● Exercise task
Write out all the rows below again, swapping "Verify this claim" for "Confirm this claim" each time it appears and changing nothing else. Leave the pictures out of your answer.

[Extracted records]
--- --- ---

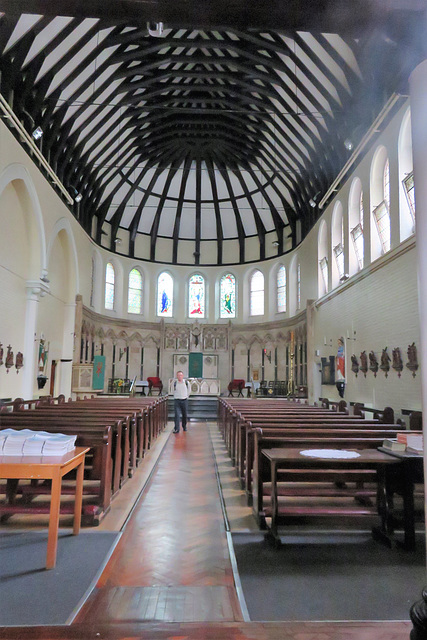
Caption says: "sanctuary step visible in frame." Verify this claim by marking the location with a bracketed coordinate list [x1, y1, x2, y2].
[168, 396, 218, 420]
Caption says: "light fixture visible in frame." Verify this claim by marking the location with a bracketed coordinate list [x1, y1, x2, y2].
[308, 191, 320, 209]
[32, 127, 43, 140]
[147, 22, 163, 38]
[71, 187, 83, 202]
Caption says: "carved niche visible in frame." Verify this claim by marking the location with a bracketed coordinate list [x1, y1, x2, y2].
[406, 342, 418, 378]
[380, 347, 391, 378]
[360, 351, 368, 378]
[391, 347, 403, 378]
[351, 353, 359, 378]
[369, 351, 378, 377]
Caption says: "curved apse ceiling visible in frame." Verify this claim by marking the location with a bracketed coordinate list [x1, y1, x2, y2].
[0, 0, 426, 264]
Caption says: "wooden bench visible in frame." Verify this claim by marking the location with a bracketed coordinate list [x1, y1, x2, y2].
[0, 424, 114, 524]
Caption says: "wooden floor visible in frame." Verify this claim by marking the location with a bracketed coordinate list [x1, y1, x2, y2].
[0, 422, 412, 640]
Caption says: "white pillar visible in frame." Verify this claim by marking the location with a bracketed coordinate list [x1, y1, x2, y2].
[409, 60, 427, 556]
[21, 280, 49, 400]
[56, 302, 76, 400]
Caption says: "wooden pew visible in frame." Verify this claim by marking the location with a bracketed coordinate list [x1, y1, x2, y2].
[0, 411, 122, 497]
[0, 424, 114, 525]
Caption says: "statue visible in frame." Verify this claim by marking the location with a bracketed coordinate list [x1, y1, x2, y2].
[406, 342, 418, 378]
[369, 351, 378, 377]
[391, 347, 403, 378]
[191, 322, 202, 348]
[380, 347, 390, 378]
[360, 351, 368, 378]
[6, 345, 13, 373]
[351, 353, 359, 378]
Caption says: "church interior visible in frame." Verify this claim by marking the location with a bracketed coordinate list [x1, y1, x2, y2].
[0, 0, 427, 640]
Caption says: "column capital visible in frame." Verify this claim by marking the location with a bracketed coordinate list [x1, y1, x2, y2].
[25, 280, 50, 302]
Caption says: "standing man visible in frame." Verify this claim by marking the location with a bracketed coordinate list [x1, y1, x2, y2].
[173, 371, 190, 433]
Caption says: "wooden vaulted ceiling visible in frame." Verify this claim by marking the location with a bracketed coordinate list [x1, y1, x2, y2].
[0, 0, 427, 264]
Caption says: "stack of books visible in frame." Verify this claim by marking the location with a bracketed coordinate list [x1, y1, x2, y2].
[383, 431, 424, 454]
[0, 429, 77, 456]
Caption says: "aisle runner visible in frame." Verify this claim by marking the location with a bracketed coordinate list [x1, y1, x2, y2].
[79, 422, 241, 622]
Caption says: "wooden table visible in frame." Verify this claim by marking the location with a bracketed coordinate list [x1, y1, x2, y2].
[262, 448, 406, 545]
[0, 447, 89, 569]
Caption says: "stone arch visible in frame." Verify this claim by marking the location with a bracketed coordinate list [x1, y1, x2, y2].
[46, 218, 80, 304]
[0, 163, 46, 280]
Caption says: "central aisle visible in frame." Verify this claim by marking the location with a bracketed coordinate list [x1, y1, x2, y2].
[78, 423, 242, 623]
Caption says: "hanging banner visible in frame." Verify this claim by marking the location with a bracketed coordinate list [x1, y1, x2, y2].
[92, 356, 105, 391]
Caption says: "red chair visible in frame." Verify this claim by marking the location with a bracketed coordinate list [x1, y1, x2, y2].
[147, 376, 163, 396]
[227, 378, 245, 398]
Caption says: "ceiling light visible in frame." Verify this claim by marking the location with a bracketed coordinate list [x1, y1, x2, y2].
[32, 127, 43, 140]
[147, 22, 163, 38]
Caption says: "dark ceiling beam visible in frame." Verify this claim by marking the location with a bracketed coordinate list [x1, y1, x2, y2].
[172, 155, 192, 264]
[206, 158, 224, 264]
[213, 150, 246, 264]
[228, 161, 266, 260]
[150, 158, 181, 262]
[194, 155, 202, 265]
[1, 0, 420, 34]
[129, 146, 181, 242]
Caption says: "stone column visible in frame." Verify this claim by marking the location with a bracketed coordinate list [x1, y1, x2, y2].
[73, 294, 83, 364]
[21, 280, 49, 400]
[409, 60, 427, 640]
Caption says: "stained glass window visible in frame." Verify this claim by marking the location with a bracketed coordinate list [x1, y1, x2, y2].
[128, 269, 142, 313]
[277, 265, 286, 313]
[105, 262, 114, 311]
[188, 274, 205, 318]
[157, 272, 173, 318]
[402, 173, 415, 223]
[351, 222, 364, 269]
[334, 242, 344, 278]
[90, 256, 95, 307]
[219, 273, 236, 318]
[374, 201, 390, 253]
[250, 271, 264, 316]
[320, 258, 329, 293]
[383, 159, 390, 209]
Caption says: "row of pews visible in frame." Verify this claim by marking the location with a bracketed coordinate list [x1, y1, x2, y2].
[218, 398, 422, 546]
[0, 396, 167, 525]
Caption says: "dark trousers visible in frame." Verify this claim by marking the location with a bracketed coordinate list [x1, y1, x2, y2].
[174, 398, 188, 431]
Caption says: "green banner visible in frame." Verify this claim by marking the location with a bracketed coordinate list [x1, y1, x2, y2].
[188, 353, 203, 378]
[92, 356, 105, 390]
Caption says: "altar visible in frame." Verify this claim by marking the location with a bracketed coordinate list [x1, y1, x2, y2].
[168, 377, 220, 396]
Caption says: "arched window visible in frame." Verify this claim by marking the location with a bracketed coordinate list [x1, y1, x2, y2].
[128, 269, 142, 313]
[219, 273, 236, 318]
[250, 271, 264, 316]
[157, 271, 173, 318]
[372, 148, 391, 258]
[277, 265, 286, 313]
[188, 273, 205, 318]
[105, 262, 114, 311]
[89, 256, 95, 307]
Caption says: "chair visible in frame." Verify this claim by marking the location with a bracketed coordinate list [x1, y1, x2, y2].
[147, 376, 163, 396]
[227, 378, 245, 398]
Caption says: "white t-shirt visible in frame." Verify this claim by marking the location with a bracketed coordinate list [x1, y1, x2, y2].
[173, 380, 190, 400]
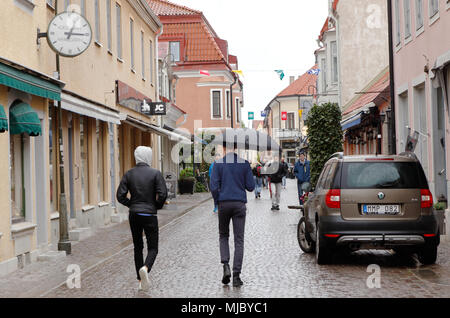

--- --- ---

● Written response
Caption says: "sanctuary step visible in frame." Confirm this claim by marking the location with a bracketed coordinate list [x1, y1, x2, y2].
[168, 396, 218, 420]
Caption says: "light fixture visible in frame." Confirm this claim by marking the location with a bracketed coordinate list [x1, y1, x2, y2].
[308, 191, 320, 209]
[32, 127, 43, 140]
[147, 22, 163, 38]
[71, 187, 83, 202]
Caption says: "carved niche visible in frame." Confirm this claim by marking the location with a bracketed coordinate list [x1, y1, x2, y2].
[406, 342, 418, 378]
[380, 347, 391, 378]
[360, 351, 368, 378]
[391, 347, 403, 378]
[351, 353, 359, 378]
[369, 351, 378, 377]
Caption says: "curved apse ceiling visible in frame." Confirm this claim by marking the location with a bracketed coordinate list [x1, y1, x2, y2].
[0, 0, 426, 264]
Caption says: "wooden bench visible in frame." Confirm this claim by marking the location with a bracketed coordinate list [x1, y1, x2, y2].
[0, 424, 114, 524]
Caption says: "wooden floor visible in frame." Confirm this claim by marking the location with a bracketed coordinate list [x1, y1, x2, y2].
[0, 422, 412, 640]
Caption says: "white pillar visible in frame." Confirm this claim by marking the location with a bracketed coordinate list [x1, y1, x2, y2].
[409, 60, 427, 556]
[21, 280, 49, 400]
[56, 302, 76, 400]
Caption says: "wooden pew visible in frame." Confirm this claim by marking the location with a bracketed coordinate list [x1, y1, x2, y2].
[0, 411, 122, 497]
[0, 424, 114, 525]
Caption says: "statue visible in frame." Confirm this claim by marking the location with a bracketed coordinate list [x1, y1, x2, y2].
[406, 342, 418, 378]
[369, 351, 378, 377]
[391, 347, 403, 378]
[191, 322, 202, 348]
[380, 347, 390, 378]
[360, 351, 368, 378]
[6, 345, 13, 373]
[351, 353, 359, 378]
Caption says: "church interior visible in frame." Confirm this claim by marking the location with a bracketed coordinate list [x1, y1, x2, y2].
[0, 0, 427, 640]
Caption says: "column capital visible in frame." Confirm this claim by marking the location with a bracketed coordinate list [x1, y1, x2, y2].
[25, 280, 50, 302]
Caption says: "standing man visible in frame." Confirm this claim by marking the location with a bracketed coordinate list [x1, y1, x2, y2].
[173, 371, 190, 433]
Caption says: "wooden vaulted ceiling visible in frame." Confirm this claim by marking the location with a bracketed coordinate list [x1, y1, x2, y2].
[0, 0, 427, 264]
Caption says: "stack of books visible in frame." Confirm this claim by marking the location with a bracketed coordinate list [x1, y1, x2, y2].
[383, 431, 424, 454]
[0, 429, 77, 456]
Caption says: "aisle runner visible in frame." Confirm this claim by marking the location with a bracketed coordinate list [x1, y1, x2, y2].
[79, 422, 241, 622]
Caption says: "wooden table visible in frame." Confirm this claim by marking the location with a bracketed coordinate list [x1, y1, x2, y2].
[262, 448, 406, 545]
[0, 447, 89, 569]
Caption says: "stone arch visible in frame." Confirm this claim by marking the location with a bracketed coordinate list [x1, y1, x2, y2].
[46, 218, 80, 304]
[0, 163, 46, 280]
Caption says: "central aisle visible in frame." Confirm this claim by marking the location with a bracketed coordinate list [x1, y1, x2, y2].
[78, 423, 242, 623]
Caption says: "hanging banner visible in frame." Confirm this claim by marking the location with a bracketed coordinate list [x1, y1, x2, y2].
[92, 356, 105, 391]
Caption says: "red chair visible in frame." Confirm this claim by marking the location with a bracketed coordinate list [x1, y1, x2, y2].
[147, 376, 163, 396]
[227, 378, 245, 398]
Caption says: "ceiling light visible in frame." Confirm this claim by marking the location with a bracketed coordinate list [x1, y1, x2, y2].
[32, 127, 43, 140]
[147, 22, 163, 38]
Caption says: "dark ceiling beam visible in frame." Confirm this claim by marking the location with a bracketed coordinate list [x1, y1, x2, y2].
[172, 155, 192, 264]
[206, 158, 224, 264]
[213, 150, 246, 264]
[228, 161, 266, 260]
[150, 158, 181, 262]
[194, 155, 202, 265]
[1, 0, 420, 34]
[129, 146, 181, 242]
Caption says: "stone column visible in frame." Confirm this claim by marking the location with a bracketed coordinate list [x1, y1, x2, y2].
[73, 294, 83, 364]
[21, 280, 49, 400]
[409, 60, 427, 640]
Caption says: "stained glass window visible in frame." Confirm this claim by marking the location with a bracketed coordinate list [x1, y1, x2, y2].
[128, 269, 142, 313]
[277, 265, 286, 313]
[105, 262, 114, 311]
[188, 274, 205, 318]
[157, 272, 173, 318]
[402, 173, 415, 223]
[351, 222, 364, 269]
[334, 242, 344, 278]
[90, 256, 95, 307]
[219, 273, 236, 318]
[374, 201, 390, 253]
[250, 271, 264, 316]
[320, 258, 329, 293]
[383, 159, 390, 209]
Caption says: "row of pews visible in frame." Confirm this claim by marking the location with a bracketed coordinate list [x1, y1, x2, y2].
[218, 398, 422, 546]
[0, 396, 167, 525]
Caption says: "dark trousers visible in frame." Confirm this claim by marking the location with a bracketed coordinate list [x1, y1, x2, y2].
[174, 398, 188, 431]
Caption says: "green banner visible in frame." Confirm this claim by marking the location with a bracketed coordinate list [x1, y1, x2, y2].
[188, 353, 203, 378]
[92, 356, 105, 390]
Caption says: "altar visible in frame." Confirm this claim by marking the location with a bracketed coordinate list [x1, y1, x2, y2].
[168, 377, 220, 396]
Caption says: "arched window visible in frame." Confirm this claim by marking the location with a bracketed coordinate list [x1, y1, x2, y2].
[128, 269, 142, 313]
[219, 273, 236, 318]
[250, 271, 264, 316]
[157, 271, 173, 318]
[372, 148, 391, 258]
[277, 265, 286, 313]
[188, 273, 205, 318]
[105, 262, 114, 311]
[89, 256, 95, 307]
Caption says: "chair visible in frame." Confirm this claim by marking the location with a bracketed coordinate list [x1, y1, x2, y2].
[147, 376, 163, 396]
[227, 378, 245, 398]
Caption says: "white t-shirt visible in frame." Confirm this claim by marking the location with a bracketed coordinate list [x1, y1, x2, y2].
[173, 380, 190, 400]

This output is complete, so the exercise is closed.